Assigned task ::
Repeat the entries verbatim.

Extracted material ::
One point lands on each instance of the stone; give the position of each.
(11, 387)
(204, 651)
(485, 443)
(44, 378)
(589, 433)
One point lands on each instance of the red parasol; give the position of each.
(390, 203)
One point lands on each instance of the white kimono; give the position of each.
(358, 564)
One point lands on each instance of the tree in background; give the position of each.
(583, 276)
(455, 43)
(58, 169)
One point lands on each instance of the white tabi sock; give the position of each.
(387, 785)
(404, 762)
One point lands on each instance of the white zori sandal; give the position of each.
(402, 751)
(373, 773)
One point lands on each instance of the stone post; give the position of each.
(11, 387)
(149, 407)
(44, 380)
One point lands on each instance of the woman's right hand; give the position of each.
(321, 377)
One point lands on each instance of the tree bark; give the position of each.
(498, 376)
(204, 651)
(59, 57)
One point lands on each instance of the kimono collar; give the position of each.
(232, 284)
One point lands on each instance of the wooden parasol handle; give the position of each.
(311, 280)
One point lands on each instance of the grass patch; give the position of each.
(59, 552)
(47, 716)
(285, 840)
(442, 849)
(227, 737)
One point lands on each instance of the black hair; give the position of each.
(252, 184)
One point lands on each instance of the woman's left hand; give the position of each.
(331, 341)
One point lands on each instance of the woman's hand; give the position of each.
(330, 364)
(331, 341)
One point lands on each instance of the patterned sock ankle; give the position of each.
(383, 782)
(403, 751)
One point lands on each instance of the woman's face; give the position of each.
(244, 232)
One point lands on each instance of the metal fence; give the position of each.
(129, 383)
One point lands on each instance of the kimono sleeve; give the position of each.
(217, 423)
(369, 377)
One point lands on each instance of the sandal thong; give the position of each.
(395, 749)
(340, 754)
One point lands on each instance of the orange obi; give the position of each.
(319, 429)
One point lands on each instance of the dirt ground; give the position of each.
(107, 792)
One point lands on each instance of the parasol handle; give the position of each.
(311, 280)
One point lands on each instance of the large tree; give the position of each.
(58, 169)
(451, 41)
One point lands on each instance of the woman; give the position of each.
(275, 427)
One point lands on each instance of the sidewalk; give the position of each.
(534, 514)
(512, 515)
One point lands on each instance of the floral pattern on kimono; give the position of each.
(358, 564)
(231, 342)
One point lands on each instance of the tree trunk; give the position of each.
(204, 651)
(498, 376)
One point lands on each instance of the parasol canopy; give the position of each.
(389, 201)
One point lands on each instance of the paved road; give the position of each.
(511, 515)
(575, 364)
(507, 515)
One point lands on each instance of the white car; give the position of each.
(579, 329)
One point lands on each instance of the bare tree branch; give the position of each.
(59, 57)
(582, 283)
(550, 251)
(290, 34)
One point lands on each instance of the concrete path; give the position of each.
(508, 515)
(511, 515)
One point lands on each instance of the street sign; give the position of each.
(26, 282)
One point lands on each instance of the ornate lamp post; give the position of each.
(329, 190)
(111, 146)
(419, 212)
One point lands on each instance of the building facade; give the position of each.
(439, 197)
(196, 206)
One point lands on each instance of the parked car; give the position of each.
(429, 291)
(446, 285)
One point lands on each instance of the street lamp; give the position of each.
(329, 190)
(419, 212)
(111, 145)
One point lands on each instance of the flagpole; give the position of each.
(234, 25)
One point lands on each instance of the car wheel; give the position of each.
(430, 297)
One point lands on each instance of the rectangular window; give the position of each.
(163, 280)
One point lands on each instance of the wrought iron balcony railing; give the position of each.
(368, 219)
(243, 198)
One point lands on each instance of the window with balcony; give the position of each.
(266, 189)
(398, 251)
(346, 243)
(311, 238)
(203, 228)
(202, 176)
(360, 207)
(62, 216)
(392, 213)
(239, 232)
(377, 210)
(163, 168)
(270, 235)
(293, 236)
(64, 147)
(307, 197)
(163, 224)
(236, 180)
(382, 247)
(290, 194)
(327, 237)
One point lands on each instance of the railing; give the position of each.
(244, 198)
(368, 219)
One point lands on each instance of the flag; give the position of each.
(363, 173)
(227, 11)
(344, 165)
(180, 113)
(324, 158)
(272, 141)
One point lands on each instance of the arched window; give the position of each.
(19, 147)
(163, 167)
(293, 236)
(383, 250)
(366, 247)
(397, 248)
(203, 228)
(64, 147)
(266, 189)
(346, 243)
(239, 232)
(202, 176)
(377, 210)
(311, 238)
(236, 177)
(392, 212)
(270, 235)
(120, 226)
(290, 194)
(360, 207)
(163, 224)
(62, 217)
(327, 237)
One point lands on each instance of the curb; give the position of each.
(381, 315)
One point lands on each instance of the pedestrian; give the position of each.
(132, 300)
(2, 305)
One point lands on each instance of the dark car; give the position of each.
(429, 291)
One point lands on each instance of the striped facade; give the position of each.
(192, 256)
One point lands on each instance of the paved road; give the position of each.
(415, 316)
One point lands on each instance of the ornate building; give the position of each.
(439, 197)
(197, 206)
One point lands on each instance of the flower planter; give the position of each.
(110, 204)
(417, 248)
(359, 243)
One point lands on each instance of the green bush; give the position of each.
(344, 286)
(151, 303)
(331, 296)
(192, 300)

Task answer ::
One point lands on each instance of the stone; give the position of each.
(11, 387)
(204, 651)
(485, 443)
(44, 378)
(589, 433)
One point lands on each instance of the red parasol; give the position of each.
(390, 203)
One point lands on each instance of the white kimono; give the position of each.
(358, 564)
One point lands on each instance of the tree in background; give the position of each.
(583, 276)
(455, 43)
(58, 169)
One point lands on each instance of the white tabi sock; give the position of each.
(387, 785)
(404, 762)
One point lands on each instance of the white zori sandal; give the position of each.
(402, 751)
(373, 773)
One point lands on each instance of the stone post; give the position of each.
(11, 387)
(149, 407)
(44, 380)
One point lands on each instance of the woman's right hand; give the position of each.
(321, 377)
One point lands on each instance of the tree bark; give the position of each.
(498, 376)
(204, 651)
(59, 57)
One point lands on each instance of the kimono collar; give the position of each.
(232, 284)
One point lands on each instance of the wooden parasol handle; give the position of each.
(311, 280)
One point lands on each instance of the grass patch; give the position of each.
(59, 552)
(47, 716)
(285, 840)
(442, 849)
(227, 737)
One point lands on each instance of the black hair; give the position of each.
(252, 184)
One point lands on each instance of the woman's left hand; give the position of each.
(331, 341)
One point lands on each instance of the woman's hand; give the position of each.
(330, 364)
(331, 341)
One point lands on each instance of the patterned sock ankle; give the position of each.
(383, 782)
(403, 751)
One point lands on each instance of the woman's face; give the position of each.
(244, 232)
One point lands on each instance of the metal fence; give the position of each.
(129, 383)
One point lands on each instance of the kimono sleeve; give the position of each.
(217, 423)
(369, 377)
One point lands on each instance of the sandal thong; give the position of each.
(395, 749)
(340, 754)
One point lands on each instance of the orange obi; give the position of each.
(319, 429)
One point lands on each instance of the dirt ground; give the position of each.
(107, 792)
One point lands on each instance of the parasol handle; give the position of each.
(311, 280)
One point lands on each instance of the large tree; give the position of each.
(58, 169)
(451, 41)
One point lands on each instance of the woman; give the position of each.
(275, 427)
One point lands on each instance of the sidewalk; give the position of each.
(534, 514)
(512, 515)
One point lands on each instance of the floral pattern on kimono; give the position of each.
(358, 564)
(231, 342)
One point lands on each instance of the tree trunk; give the position of each.
(204, 651)
(498, 376)
One point lands on each instance of the parasol canopy; give the position of each.
(389, 201)
One point lands on each instance of the paved road; give the position of each.
(511, 515)
(575, 364)
(507, 515)
One point lands on each instance of the white car; give the position of each.
(579, 329)
One point lands on each instance of the bare tree branch; give the position of each.
(59, 57)
(582, 283)
(550, 251)
(290, 34)
One point lands on each instance of the concrete path; give the position of each.
(508, 515)
(511, 515)
One point lands on each instance of the street sign; give the position of each.
(26, 282)
One point lands on each instance of the ornate lamp post; give the position of each.
(329, 190)
(111, 146)
(419, 212)
One point lands on each instance of the building facade; give the position of each.
(439, 197)
(196, 206)
One point lands on each instance of the parked car; give the position of each.
(429, 291)
(446, 285)
One point lands on each instance of the street lamp; give the position of each.
(329, 190)
(419, 212)
(111, 145)
One point lands on each instance of the flagpole; give the position of each.
(234, 25)
One point lands on each instance of the car wheel; give the position of each.
(430, 297)
One point lands on each instance of the rectangular window; give the position of each.
(163, 280)
One point lands on each instance of the wrought iron balcony railing; give the position of each.
(368, 219)
(243, 198)
One point lands on each instance of the window with balcony; give the position of each.
(266, 189)
(398, 251)
(346, 243)
(311, 238)
(203, 228)
(202, 176)
(360, 207)
(62, 216)
(392, 213)
(239, 232)
(377, 210)
(163, 168)
(270, 235)
(293, 236)
(64, 147)
(307, 197)
(163, 224)
(236, 180)
(382, 247)
(290, 194)
(327, 237)
One point lands on each instance of the railing; give the position of each.
(244, 198)
(368, 219)
One point lands on each instance of the flag; give the position of each.
(363, 173)
(227, 11)
(344, 165)
(180, 113)
(324, 158)
(272, 141)
One point lands on each instance of the arched window; give the position of each.
(19, 147)
(163, 167)
(293, 236)
(383, 250)
(366, 247)
(397, 248)
(203, 228)
(64, 147)
(266, 189)
(346, 243)
(239, 232)
(202, 176)
(377, 210)
(311, 238)
(236, 177)
(392, 212)
(270, 235)
(120, 226)
(290, 194)
(360, 207)
(163, 224)
(62, 217)
(327, 237)
One point lands on each instance of the curb; give the position of each.
(381, 315)
One point lands on each instance of the pedestrian; give the position of each.
(132, 300)
(2, 305)
One point lands on each instance of the dark car; give the position of each.
(429, 291)
One point lands on each instance of the striped facade; give the position of each.
(192, 256)
One point lands on each instance of the paved road; give the position of each.
(415, 316)
One point lands on each instance of the ornate building; give the position of each.
(439, 197)
(197, 206)
One point lands on each instance of the flower planter; give the position of each.
(110, 204)
(417, 248)
(359, 243)
One point lands on each instance of the green bush; give the position of each.
(344, 286)
(151, 303)
(331, 296)
(192, 300)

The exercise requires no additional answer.